## Work required
Return the lines from the line containing "In this exercise you will find the boat railing" through the last line of the material below, exactly as they appear and with no others.

## Data for processing

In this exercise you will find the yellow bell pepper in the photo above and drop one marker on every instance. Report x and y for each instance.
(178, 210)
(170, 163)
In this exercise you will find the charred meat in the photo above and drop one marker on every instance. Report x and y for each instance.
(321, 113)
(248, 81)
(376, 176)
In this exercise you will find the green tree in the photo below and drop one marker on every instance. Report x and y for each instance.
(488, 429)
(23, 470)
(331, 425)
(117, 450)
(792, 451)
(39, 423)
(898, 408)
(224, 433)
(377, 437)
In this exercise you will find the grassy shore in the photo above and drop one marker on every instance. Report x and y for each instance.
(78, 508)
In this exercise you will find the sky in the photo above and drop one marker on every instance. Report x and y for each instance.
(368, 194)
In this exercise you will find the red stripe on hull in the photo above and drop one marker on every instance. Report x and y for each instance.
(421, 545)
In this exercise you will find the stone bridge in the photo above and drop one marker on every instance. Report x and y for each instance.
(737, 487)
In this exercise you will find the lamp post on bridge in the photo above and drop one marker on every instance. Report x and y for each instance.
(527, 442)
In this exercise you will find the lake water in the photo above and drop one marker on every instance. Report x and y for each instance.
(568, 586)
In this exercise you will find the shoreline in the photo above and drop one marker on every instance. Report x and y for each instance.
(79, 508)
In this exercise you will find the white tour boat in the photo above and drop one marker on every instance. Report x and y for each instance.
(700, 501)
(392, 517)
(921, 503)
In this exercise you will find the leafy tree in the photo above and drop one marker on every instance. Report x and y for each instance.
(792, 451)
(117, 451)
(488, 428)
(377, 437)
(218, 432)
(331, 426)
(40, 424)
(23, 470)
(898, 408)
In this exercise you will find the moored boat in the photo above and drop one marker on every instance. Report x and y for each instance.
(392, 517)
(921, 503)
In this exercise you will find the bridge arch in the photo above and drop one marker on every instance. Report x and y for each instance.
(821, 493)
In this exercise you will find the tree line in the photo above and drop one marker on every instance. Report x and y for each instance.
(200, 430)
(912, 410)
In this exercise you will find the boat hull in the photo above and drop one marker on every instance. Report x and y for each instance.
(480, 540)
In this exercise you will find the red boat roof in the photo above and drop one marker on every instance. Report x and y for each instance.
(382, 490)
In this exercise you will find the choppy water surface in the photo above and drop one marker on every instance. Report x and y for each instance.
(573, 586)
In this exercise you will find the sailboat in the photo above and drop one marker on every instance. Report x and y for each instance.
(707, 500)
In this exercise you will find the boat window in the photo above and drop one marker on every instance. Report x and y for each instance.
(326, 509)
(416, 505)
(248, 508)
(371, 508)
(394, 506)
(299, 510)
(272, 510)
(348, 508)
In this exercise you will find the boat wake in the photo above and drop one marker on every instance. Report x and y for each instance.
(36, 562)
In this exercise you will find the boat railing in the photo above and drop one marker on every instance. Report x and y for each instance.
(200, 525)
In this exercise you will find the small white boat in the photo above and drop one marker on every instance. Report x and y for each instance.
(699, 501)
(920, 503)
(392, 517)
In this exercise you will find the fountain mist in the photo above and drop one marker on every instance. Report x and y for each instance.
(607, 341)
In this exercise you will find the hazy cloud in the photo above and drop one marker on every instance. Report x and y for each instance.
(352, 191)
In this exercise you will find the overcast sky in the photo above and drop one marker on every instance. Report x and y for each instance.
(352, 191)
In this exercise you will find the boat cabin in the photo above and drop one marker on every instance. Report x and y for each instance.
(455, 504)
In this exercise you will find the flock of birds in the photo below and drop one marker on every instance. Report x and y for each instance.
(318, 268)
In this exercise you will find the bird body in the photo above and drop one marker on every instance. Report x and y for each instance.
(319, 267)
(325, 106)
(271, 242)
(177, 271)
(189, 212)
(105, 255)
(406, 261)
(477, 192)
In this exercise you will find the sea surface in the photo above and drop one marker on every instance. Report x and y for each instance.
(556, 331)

## Reply
In this exercise you will find the boat railing in the photo above and drop one marker on every instance. Report x and y for each instance.
(200, 525)
In this exercise you will find the small white boat in the photo above and drop one marker on every instance. Report x and y for each instance.
(699, 501)
(920, 503)
(392, 517)
In this exercise you will find the fountain mist in the photo above and drop one marker on every instance. Report x and y for each instance.
(607, 341)
In this exercise you will find the hazy cloud in the photo above and drop one marker on every instance. Report x and y for each instance.
(352, 191)
In this exercise you will find the overcast sky in the photo above and drop one marker on every instance. Report x and y for each instance.
(352, 191)
In this exercise you will find the boat cabin in the photo above and drop one marker on every instance. Report x and y for each instance.
(455, 504)
In this exercise you will find the flock of birds in the photo below and drop one marker on every instance. Report x and y for each instance.
(318, 268)
In this exercise you will find the bird body in the photo above and drop one marker on every instance. Report x and y for each instance.
(319, 267)
(325, 106)
(271, 242)
(177, 271)
(189, 212)
(105, 255)
(406, 261)
(477, 192)
In this exercise you will find the sea surface in the photo above and drop one marker on every instance. Report x and y for each instance.
(556, 331)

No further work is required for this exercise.